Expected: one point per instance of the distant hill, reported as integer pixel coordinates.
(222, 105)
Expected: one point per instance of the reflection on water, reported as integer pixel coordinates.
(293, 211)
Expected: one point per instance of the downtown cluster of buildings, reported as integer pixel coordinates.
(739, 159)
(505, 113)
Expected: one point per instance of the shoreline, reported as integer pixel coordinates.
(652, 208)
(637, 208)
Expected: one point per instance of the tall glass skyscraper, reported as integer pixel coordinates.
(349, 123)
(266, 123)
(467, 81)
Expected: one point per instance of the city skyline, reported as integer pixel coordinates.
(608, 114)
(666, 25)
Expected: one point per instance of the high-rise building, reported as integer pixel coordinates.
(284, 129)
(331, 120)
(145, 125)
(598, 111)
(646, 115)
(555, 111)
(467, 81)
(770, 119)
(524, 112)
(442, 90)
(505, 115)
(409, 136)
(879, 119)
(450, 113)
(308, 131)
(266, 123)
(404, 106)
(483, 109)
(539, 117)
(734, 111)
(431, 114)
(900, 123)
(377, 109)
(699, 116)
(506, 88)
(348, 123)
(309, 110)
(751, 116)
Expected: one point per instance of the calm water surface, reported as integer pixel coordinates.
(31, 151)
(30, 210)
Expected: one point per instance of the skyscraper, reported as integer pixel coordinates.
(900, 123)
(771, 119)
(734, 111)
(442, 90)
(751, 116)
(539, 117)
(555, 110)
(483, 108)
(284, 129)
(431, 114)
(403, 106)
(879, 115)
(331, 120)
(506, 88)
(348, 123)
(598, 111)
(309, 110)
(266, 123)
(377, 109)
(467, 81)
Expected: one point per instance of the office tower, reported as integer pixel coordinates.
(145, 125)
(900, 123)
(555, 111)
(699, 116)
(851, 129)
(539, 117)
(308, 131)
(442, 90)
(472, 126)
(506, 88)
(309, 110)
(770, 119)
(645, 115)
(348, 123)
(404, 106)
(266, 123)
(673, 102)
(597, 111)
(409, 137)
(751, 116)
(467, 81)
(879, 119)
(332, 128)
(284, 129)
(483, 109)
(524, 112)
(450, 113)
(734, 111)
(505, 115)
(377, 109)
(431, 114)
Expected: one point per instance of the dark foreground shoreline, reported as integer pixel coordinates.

__What the task asks__.
Could you give all of the material above as a numbered list, one line per item, with the blank lines left out?

__Final result__.
1. Expected: one point per instance of the distant hill, reported as integer pixel coordinates.
2. (222, 105)
3. Expected: one point per instance of the reflection on water, reported as integer pixel coordinates.
4. (293, 211)
5. Expected: one point per instance of the downtown cluster of buildings, reported as integer pixel coordinates.
6. (739, 159)
7. (505, 113)
8. Expected: one point per instance of the shoreline, reported as integer pixel coordinates.
9. (652, 208)
10. (637, 208)
11. Expected: one point per instance of the tall glass skyscraper, reported as integer pixel coordinates.
12. (349, 123)
13. (266, 123)
14. (467, 81)
15. Expected: one point per instance of the city skyline, reported as integer pixel coordinates.
16. (608, 114)
17. (666, 25)
18. Expected: one point per instance of the high-rise building, reported as integer pixel coordinates.
19. (284, 129)
20. (331, 120)
21. (145, 125)
22. (598, 111)
23. (646, 115)
24. (555, 111)
25. (467, 81)
26. (770, 119)
27. (524, 112)
28. (442, 90)
29. (505, 115)
30. (409, 136)
31. (879, 119)
32. (450, 113)
33. (308, 131)
34. (266, 123)
35. (404, 106)
36. (483, 109)
37. (539, 117)
38. (734, 111)
39. (431, 114)
40. (900, 123)
41. (377, 109)
42. (699, 116)
43. (506, 88)
44. (348, 123)
45. (309, 110)
46. (751, 116)
47. Expected: one point per instance of the calm water surface, reported as integer pixel coordinates.
48. (31, 151)
49. (30, 210)
50. Expected: one point per instance of the skyscraper, reported as integer pixel coordinates.
51. (900, 123)
52. (771, 119)
53. (734, 111)
54. (442, 90)
55. (751, 116)
56. (539, 117)
57. (555, 110)
58. (483, 108)
59. (284, 129)
60. (431, 114)
61. (403, 106)
62. (879, 115)
63. (331, 120)
64. (506, 88)
65. (348, 123)
66. (598, 111)
67. (309, 110)
68. (266, 123)
69. (377, 109)
70. (467, 81)
71. Expected: one point per instance of the office tower, reported as integer pixel coordinates.
72. (145, 125)
73. (900, 123)
74. (555, 111)
75. (699, 116)
76. (851, 129)
77. (539, 117)
78. (308, 131)
79. (442, 90)
80. (472, 126)
81. (506, 88)
82. (309, 110)
83. (770, 119)
84. (645, 115)
85. (348, 123)
86. (404, 106)
87. (266, 123)
88. (673, 102)
89. (597, 111)
90. (409, 137)
91. (751, 116)
92. (467, 81)
93. (879, 119)
94. (332, 128)
95. (284, 129)
96. (483, 109)
97. (524, 112)
98. (450, 113)
99. (734, 111)
100. (505, 115)
101. (377, 109)
102. (431, 114)
103. Expected: one point per instance of the dark foreground shoreline, reported as integer pixel coordinates.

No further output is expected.